* _Extracted material_:

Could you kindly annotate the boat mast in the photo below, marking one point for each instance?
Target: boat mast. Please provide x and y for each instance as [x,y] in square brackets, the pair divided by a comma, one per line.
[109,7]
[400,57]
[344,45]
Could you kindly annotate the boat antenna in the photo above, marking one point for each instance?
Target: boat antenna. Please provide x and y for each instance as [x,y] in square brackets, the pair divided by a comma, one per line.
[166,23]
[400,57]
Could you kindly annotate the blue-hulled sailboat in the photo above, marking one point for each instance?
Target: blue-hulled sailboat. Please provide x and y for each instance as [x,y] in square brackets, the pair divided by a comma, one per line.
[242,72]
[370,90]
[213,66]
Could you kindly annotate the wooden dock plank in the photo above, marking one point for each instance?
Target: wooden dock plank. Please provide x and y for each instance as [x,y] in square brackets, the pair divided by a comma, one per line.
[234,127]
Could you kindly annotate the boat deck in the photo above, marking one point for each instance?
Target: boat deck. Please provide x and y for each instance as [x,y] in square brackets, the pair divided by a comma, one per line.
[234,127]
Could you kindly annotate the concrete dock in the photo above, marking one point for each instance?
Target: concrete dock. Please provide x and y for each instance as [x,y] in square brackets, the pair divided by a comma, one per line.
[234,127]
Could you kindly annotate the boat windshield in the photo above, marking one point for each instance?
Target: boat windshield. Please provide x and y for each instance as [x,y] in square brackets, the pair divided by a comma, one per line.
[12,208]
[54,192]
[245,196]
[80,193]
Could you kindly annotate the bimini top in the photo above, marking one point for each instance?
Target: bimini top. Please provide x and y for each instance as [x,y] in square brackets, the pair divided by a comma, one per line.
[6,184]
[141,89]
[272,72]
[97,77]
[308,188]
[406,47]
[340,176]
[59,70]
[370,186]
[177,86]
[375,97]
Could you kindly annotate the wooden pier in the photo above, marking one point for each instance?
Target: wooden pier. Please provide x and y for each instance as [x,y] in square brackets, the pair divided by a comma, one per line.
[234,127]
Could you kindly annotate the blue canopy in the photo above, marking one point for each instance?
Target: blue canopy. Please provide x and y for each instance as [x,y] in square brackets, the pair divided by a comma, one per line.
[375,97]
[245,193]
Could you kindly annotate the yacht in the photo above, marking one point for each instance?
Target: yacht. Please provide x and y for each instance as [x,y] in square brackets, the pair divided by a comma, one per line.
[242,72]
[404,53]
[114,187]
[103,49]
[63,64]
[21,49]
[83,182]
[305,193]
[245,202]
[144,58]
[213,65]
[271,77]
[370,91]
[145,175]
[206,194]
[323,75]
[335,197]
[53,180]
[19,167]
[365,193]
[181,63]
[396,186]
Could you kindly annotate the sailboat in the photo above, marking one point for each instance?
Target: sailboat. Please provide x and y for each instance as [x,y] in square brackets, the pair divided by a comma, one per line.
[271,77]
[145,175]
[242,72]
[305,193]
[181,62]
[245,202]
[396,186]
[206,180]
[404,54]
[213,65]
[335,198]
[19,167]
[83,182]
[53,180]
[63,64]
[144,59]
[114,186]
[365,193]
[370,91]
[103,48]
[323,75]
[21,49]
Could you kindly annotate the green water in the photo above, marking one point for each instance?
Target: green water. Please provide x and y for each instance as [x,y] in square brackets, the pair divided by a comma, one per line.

* _Work to complete_: Once you have read the records, repeat them all exactly.

* _Completed exercise_:
Could you kindly annotate the boat mast in the photo below, marking one point for each instance?
Target: boat mast. Please provide x and y for each instance as [x,y] in square brackets, the pair divided by a comma, one per line.
[109,7]
[400,57]
[344,45]
Could you kindly annotate the boat antenna in the photo above, marking one point for each instance?
Target: boat antenna. Please provide x and y for each instance as [x,y] in square brackets, the pair divided by a comma, one per line.
[166,23]
[400,57]
Could you kindly annotate the blue-hulled sailboat in the photo above, marking one point for each instance?
Target: blue-hulled sailboat. Please provide x and y for each instance as [x,y] in square brackets, the pair divided by a comma, one per line.
[242,72]
[370,90]
[213,66]
Could you kindly annotate the wooden dock plank in the photo above, marking one point for each instance?
Target: wooden dock plank. Please provide x and y for each instance as [x,y] in square brackets, the pair divided by a comma, one per line.
[234,127]
Could you kindly annotate the boat deck in the photo above, marking one point for each instance?
Target: boat deck. Please provide x and y for each instance as [x,y] in square brackets, the pair divided by a comma, one per line.
[234,127]
Could you kindly annotate the concrete dock in the photo above, marking one point for each instance?
Target: concrete dock. Please provide x and y for each instance as [x,y] in square brackets, the pair divided by a comma, one per line.
[234,127]
Could you kindly annotate the boat windshield in the photo above, marking one point for each instance?
Target: boat windshield. Please provide x and y for each instance as [x,y] in square brackets, the pair divided by a comma, one per line.
[12,208]
[54,192]
[245,196]
[80,193]
Could you kindly annotate the bimini top in the photo above, marking one point for each instance?
Target: bimini top. Please provide x and y for each instance as [x,y] in square brackets, the pair divided by a comma, one per line.
[6,184]
[141,89]
[272,72]
[97,77]
[308,188]
[406,47]
[340,176]
[59,70]
[370,186]
[177,86]
[375,97]
Could you kindly annotate the wooden pier in the photo above, marking one point for each instance?
Target: wooden pier. Please provide x and y for each instance as [x,y] in square brackets, the pair divided by a comma, one per line.
[234,127]
Could you kindly annotate the blue canopy in the photo above, marking one point for each instance?
Target: blue canopy. Please provide x and y for each instance as [x,y] in square brackets, the pair divided by a comma, one per line.
[375,97]
[245,193]
Could you kindly annotate the yacht in the photo above, marking one point for each instance?
Target: yacht. Please provide x and y for each instance as [x,y] in square brackets, the pair divided by a comma, one per line.
[242,72]
[404,53]
[114,187]
[103,49]
[63,64]
[21,49]
[83,182]
[305,193]
[245,202]
[144,58]
[213,65]
[271,77]
[370,91]
[145,175]
[206,194]
[323,75]
[335,197]
[53,180]
[19,167]
[365,193]
[181,63]
[396,186]
Could you kindly annotate the sailboat in the photo above, marking one point for each instance?
Target: sailboat. Please provide x and y for each instance as [x,y] in square brackets, the pair divided by a comma, one per line.
[271,77]
[145,175]
[242,72]
[305,193]
[181,62]
[245,202]
[396,186]
[206,180]
[404,54]
[213,65]
[335,198]
[19,167]
[83,182]
[53,180]
[63,64]
[144,59]
[114,186]
[365,193]
[370,91]
[103,48]
[323,75]
[21,49]
Could you kindly annotate the green water in the photo above, marking one point for each instance?
Target: green water. Please provide x and y for each instance as [x,y] in square brackets, the pair divided by a comma, one per line.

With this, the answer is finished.